The electricity tool is the thing to use. It lays down wire segments, which will end in a hockey puck shaped round connection.
Be aware that a power item or station can only have one wire leading to it. There's also no need to make a loop, like real world electrical system. You can lay down a single track if you plan it correctly, and then make offshoot branches from the connectors.
The kind of pro way to do it is lay down wires that go (for example) from the middle of a wall segment to the middle of the next wall. Place them along the top of walls, or the bottom, up to your tastes and what you think looks "clean".
Each will have the round puck connector where they join. You can target the round puck and start a new wire segment that leads down, up, etc to another location. Think of the round pucks as wall plugs, sort of. When you're laying down these short segments, think of them as semi-permanent. They're going to remain there forever. You will add, delete, or change the short branches that split off from this main wires.
Only do this in rooms that you plan to have a LOT of crafting stations or items that need power. The more segments you have the more it will impact performance. So if you're running power across a cave or something, make the segments much longer.
Also, NEVER stretch the wire out as long as you possible can. You hit the max length limit, back it up a bit. If you have segments at max length, sometimes on load-in, the game recalculates the length, and decides it's too short to reach the connector. And you end up with a break in the power there. They will LOOK like they connect, but they don't anymore.
You need a power supply, water wheel- wind turbine-or solar panel. Ideally connected to a battery then to the device or devices you want to power. Don't forget to turn everything on.
Still having a hard time figuring out the mechanics. I have wire connectors all over my floor and walls hooked to nothing. After rereading the thread I guess you hook one thing up to the powere source and go from that hub?...
Devices can only have a single connection. with the wire tool, point it at the biofuel generator and it should get a white outline, click to bind the start of the power connector to the generator, then connect that to one of your power network nodes.
Then do the same with any devices that need power.

(Position identification records)
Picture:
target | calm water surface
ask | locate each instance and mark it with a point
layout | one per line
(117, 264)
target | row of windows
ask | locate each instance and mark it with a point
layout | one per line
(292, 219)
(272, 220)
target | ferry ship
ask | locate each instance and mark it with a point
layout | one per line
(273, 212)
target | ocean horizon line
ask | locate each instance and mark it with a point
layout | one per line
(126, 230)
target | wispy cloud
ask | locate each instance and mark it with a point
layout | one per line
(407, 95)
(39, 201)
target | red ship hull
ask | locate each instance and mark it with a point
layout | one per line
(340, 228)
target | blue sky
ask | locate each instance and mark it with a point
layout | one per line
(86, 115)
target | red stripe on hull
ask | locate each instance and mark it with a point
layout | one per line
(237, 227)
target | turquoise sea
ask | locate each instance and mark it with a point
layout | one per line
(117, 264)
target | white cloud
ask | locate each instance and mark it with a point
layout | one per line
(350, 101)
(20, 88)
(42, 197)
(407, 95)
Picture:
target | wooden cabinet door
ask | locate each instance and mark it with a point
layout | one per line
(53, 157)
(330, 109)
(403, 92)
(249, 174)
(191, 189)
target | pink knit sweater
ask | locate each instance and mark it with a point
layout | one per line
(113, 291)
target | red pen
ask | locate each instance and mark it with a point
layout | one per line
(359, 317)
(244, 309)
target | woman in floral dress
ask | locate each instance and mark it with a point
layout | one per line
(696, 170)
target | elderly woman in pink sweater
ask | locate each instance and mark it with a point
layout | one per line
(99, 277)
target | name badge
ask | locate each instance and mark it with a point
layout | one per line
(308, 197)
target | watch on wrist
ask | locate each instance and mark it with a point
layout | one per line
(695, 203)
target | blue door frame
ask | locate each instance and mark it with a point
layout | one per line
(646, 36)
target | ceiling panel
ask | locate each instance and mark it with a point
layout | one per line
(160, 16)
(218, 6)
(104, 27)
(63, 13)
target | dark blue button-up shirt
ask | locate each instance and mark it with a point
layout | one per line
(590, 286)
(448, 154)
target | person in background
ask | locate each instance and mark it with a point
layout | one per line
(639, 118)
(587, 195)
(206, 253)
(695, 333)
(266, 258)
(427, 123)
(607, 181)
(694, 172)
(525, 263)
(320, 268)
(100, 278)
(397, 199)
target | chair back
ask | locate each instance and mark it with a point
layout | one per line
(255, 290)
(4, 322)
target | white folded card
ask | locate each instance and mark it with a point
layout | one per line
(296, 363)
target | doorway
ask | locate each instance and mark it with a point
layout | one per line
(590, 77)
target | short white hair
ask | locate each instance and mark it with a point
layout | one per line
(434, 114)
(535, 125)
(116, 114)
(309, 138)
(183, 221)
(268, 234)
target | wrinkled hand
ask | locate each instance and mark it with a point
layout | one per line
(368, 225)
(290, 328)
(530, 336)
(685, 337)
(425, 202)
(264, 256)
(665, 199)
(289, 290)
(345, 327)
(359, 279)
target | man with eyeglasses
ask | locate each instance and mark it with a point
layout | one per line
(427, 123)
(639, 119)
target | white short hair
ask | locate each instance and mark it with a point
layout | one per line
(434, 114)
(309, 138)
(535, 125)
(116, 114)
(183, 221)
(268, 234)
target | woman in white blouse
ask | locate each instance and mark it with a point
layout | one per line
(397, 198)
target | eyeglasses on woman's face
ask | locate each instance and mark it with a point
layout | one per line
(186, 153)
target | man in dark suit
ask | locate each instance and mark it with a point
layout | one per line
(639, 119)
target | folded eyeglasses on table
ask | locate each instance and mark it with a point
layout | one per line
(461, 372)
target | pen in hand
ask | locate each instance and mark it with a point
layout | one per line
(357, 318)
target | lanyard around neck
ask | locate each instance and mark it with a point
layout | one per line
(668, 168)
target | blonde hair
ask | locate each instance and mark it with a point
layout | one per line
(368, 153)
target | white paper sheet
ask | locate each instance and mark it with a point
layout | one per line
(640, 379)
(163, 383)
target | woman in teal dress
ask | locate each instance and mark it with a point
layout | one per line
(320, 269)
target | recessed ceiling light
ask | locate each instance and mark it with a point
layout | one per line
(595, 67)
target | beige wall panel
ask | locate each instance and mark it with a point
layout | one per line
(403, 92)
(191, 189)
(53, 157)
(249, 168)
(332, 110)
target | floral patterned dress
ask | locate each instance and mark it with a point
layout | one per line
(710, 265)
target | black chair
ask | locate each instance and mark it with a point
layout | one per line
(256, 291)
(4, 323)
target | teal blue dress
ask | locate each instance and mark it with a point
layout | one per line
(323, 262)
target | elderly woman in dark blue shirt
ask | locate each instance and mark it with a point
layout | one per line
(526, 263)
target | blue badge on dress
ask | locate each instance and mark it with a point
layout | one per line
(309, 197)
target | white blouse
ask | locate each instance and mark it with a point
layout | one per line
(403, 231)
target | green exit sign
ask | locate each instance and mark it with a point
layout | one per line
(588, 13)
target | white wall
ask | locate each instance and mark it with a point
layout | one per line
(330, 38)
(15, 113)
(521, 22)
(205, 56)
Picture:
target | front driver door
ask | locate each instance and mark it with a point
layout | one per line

● **WHAT THE TASK ASKS**
From the text on laying power wire, reproduce everything from "The kind of" down to "segments much longer.".

● **OUTPUT FOR THIS EXERCISE**
The kind of pro way to do it is lay down wires that go (for example) from the middle of a wall segment to the middle of the next wall. Place them along the top of walls, or the bottom, up to your tastes and what you think looks "clean".
Each will have the round puck connector where they join. You can target the round puck and start a new wire segment that leads down, up, etc to another location. Think of the round pucks as wall plugs, sort of. When you're laying down these short segments, think of them as semi-permanent. They're going to remain there forever. You will add, delete, or change the short branches that split off from this main wires.
Only do this in rooms that you plan to have a LOT of crafting stations or items that need power. The more segments you have the more it will impact performance. So if you're running power across a cave or something, make the segments much longer.